* **Directions**
List, copied in full, each line of the entries below that contains the word "plastic".

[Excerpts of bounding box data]
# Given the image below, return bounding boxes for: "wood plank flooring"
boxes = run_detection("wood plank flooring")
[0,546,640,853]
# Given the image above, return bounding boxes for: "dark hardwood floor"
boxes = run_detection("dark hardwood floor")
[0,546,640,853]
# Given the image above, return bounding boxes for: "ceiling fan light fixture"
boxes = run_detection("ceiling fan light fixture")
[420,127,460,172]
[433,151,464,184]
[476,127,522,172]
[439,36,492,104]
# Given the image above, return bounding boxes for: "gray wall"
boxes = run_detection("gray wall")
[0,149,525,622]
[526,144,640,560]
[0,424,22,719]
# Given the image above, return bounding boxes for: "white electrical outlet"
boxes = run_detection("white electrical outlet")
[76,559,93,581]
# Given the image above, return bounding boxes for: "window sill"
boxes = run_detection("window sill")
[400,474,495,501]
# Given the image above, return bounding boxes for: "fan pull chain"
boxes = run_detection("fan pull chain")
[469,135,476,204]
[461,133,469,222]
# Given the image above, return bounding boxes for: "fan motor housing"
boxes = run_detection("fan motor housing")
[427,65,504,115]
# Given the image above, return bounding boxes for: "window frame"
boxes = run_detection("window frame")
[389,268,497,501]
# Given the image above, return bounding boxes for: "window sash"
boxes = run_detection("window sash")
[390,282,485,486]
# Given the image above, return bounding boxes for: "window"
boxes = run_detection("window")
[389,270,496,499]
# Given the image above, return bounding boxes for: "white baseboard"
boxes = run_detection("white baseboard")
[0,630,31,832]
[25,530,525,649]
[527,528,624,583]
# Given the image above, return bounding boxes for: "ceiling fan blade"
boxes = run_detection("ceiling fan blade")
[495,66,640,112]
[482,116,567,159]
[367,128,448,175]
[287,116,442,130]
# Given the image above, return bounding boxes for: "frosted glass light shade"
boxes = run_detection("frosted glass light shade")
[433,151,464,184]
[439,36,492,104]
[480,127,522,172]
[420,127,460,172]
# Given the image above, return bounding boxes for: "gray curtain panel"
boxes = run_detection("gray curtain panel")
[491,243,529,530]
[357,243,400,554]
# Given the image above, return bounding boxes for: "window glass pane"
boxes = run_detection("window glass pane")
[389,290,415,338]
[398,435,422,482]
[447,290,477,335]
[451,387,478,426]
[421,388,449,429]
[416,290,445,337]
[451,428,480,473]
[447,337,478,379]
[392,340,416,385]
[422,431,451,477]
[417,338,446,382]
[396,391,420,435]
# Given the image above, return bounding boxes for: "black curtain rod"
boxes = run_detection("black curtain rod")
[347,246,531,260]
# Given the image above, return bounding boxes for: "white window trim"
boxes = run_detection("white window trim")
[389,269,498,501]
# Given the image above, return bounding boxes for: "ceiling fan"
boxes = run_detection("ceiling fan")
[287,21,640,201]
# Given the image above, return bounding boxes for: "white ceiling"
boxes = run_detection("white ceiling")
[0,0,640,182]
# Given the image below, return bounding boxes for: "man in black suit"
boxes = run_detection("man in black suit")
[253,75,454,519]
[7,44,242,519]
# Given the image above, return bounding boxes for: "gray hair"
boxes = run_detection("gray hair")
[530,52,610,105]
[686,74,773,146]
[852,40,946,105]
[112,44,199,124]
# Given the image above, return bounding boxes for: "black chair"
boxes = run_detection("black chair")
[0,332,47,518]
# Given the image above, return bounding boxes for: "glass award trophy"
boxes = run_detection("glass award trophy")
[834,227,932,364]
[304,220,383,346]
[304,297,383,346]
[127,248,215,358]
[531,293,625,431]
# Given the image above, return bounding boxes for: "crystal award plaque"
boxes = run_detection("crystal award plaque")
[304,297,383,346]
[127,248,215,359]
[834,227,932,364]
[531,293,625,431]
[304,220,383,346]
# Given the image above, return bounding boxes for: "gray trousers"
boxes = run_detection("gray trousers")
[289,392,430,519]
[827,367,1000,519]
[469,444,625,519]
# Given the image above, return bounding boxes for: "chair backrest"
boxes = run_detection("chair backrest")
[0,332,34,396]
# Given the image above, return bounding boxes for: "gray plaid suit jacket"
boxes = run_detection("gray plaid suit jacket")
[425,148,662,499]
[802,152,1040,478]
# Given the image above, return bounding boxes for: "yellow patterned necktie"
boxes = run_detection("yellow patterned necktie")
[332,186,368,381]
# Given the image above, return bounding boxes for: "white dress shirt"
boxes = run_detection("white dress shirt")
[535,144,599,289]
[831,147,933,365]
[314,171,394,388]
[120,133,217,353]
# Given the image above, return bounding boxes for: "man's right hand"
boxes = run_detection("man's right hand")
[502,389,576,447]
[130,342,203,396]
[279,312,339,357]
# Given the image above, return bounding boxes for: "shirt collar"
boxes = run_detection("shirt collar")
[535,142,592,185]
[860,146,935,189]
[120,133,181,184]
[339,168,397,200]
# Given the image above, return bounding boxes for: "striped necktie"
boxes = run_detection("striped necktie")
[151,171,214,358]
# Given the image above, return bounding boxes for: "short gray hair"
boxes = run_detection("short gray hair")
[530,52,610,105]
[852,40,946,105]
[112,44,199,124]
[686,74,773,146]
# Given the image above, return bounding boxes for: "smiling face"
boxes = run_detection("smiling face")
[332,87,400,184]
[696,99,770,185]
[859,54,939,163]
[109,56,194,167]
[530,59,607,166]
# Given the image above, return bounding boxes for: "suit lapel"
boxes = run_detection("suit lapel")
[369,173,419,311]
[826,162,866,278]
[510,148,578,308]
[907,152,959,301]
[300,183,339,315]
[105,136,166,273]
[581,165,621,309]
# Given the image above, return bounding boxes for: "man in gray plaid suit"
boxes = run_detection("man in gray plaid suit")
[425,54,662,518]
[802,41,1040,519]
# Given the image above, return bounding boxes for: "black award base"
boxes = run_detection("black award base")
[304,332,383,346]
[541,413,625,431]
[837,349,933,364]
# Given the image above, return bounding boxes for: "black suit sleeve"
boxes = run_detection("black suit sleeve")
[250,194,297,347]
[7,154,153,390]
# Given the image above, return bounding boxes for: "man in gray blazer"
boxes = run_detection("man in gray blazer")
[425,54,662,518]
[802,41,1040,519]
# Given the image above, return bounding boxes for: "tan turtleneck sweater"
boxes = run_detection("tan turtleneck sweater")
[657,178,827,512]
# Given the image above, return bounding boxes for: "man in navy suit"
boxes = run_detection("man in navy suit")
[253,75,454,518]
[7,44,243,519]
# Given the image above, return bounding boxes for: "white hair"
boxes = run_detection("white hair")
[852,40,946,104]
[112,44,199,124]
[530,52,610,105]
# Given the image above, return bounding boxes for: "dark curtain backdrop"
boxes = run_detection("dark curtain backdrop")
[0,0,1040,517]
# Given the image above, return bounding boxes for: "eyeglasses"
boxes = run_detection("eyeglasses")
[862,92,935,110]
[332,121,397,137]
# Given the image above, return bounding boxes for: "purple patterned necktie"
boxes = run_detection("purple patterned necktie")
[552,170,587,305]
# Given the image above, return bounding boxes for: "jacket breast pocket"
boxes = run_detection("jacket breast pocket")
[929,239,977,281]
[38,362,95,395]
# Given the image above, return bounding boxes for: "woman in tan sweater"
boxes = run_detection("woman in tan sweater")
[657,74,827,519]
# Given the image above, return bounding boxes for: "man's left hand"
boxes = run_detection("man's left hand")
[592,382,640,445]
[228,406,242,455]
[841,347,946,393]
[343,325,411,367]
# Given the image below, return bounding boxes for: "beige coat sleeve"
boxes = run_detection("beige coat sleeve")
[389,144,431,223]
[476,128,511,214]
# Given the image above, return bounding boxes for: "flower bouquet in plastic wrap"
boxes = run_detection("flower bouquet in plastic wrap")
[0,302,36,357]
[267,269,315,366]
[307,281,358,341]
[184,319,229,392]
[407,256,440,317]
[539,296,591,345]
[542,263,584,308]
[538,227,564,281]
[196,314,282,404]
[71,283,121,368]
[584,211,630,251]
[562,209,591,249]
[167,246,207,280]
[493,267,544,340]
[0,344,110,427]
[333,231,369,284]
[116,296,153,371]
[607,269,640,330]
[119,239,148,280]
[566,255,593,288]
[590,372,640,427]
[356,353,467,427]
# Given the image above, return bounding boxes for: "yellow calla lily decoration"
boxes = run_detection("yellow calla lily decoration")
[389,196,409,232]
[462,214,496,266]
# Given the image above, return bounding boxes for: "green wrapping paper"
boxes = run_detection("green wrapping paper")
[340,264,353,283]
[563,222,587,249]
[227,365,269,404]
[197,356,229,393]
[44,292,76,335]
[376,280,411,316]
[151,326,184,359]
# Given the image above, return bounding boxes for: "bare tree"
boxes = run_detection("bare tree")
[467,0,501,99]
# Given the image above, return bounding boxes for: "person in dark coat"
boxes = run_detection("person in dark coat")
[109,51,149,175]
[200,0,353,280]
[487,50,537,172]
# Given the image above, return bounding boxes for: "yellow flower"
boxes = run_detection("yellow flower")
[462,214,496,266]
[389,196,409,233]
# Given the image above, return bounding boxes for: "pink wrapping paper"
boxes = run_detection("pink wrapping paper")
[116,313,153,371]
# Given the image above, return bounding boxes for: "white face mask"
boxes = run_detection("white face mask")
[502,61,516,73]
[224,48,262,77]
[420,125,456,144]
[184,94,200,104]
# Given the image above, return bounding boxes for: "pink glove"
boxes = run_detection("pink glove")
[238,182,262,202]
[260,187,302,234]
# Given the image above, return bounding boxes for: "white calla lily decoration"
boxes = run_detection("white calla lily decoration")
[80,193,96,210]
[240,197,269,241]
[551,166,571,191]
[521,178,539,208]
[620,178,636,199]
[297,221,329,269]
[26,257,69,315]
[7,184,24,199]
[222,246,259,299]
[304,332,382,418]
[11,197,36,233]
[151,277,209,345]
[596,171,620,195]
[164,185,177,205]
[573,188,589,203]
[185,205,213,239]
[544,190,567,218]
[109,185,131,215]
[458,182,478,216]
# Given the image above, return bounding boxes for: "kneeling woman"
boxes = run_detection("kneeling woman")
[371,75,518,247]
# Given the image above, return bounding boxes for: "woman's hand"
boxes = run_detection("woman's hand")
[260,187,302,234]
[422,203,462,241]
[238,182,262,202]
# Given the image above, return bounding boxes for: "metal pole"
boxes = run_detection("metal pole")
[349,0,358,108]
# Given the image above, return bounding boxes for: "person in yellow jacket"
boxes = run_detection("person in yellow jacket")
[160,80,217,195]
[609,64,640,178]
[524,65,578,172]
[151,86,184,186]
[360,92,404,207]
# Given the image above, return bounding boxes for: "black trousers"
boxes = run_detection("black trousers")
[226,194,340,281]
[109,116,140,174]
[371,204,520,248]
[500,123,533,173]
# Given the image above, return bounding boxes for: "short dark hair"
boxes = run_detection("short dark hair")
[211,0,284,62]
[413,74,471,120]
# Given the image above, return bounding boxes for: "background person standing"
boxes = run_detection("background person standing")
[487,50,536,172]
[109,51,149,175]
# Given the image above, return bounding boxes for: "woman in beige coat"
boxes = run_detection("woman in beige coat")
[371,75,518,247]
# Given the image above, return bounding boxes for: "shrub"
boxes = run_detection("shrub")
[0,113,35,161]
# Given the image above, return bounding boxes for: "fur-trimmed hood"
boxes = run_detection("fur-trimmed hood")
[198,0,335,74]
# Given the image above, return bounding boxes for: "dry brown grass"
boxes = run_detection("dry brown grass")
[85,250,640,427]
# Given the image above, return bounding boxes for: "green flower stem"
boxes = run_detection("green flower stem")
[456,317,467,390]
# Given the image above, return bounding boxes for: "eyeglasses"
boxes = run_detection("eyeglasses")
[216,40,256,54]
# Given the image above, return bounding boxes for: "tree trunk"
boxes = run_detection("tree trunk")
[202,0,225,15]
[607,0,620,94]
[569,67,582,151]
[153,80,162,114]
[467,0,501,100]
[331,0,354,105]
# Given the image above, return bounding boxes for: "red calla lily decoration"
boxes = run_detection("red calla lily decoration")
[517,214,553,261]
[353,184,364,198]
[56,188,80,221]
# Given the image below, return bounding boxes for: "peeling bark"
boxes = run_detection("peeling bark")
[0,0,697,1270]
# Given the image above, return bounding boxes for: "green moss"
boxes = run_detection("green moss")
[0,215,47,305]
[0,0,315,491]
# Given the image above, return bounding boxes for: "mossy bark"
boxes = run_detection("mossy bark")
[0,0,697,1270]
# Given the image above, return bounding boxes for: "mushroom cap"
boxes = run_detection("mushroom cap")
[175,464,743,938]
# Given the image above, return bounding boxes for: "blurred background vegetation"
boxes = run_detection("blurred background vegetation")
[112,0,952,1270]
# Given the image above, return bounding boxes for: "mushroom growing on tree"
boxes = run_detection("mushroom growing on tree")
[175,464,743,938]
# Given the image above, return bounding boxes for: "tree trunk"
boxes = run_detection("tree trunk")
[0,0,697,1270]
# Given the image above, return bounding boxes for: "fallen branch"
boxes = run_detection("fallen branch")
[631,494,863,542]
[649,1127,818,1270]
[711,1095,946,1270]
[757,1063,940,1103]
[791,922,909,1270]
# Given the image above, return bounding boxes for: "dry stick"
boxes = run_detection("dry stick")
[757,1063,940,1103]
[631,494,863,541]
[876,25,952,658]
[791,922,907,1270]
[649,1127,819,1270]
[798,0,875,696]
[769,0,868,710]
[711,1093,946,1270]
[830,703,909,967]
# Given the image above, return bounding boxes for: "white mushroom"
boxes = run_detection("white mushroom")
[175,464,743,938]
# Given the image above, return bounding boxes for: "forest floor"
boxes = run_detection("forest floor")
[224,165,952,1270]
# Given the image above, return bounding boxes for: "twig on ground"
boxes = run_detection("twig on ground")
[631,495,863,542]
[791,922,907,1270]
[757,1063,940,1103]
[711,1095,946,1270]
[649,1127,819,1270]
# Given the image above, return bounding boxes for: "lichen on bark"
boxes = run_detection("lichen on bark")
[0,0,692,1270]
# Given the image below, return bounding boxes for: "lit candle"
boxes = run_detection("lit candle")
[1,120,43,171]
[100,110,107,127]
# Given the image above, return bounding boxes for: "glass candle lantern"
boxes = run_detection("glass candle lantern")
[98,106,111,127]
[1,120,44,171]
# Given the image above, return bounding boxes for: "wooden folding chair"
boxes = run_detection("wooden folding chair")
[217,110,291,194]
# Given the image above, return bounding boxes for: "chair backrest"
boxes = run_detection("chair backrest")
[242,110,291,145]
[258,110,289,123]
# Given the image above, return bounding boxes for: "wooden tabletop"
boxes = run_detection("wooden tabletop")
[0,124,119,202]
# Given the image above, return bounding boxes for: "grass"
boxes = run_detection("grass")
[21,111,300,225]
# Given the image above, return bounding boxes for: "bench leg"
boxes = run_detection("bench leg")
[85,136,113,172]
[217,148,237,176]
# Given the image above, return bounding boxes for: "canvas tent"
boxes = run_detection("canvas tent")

* **Result**
# Given the image above, return bounding boxes for: "flower bouquet in plastic wrap"
boxes = run_detection("flower bouquet in plastic wrap")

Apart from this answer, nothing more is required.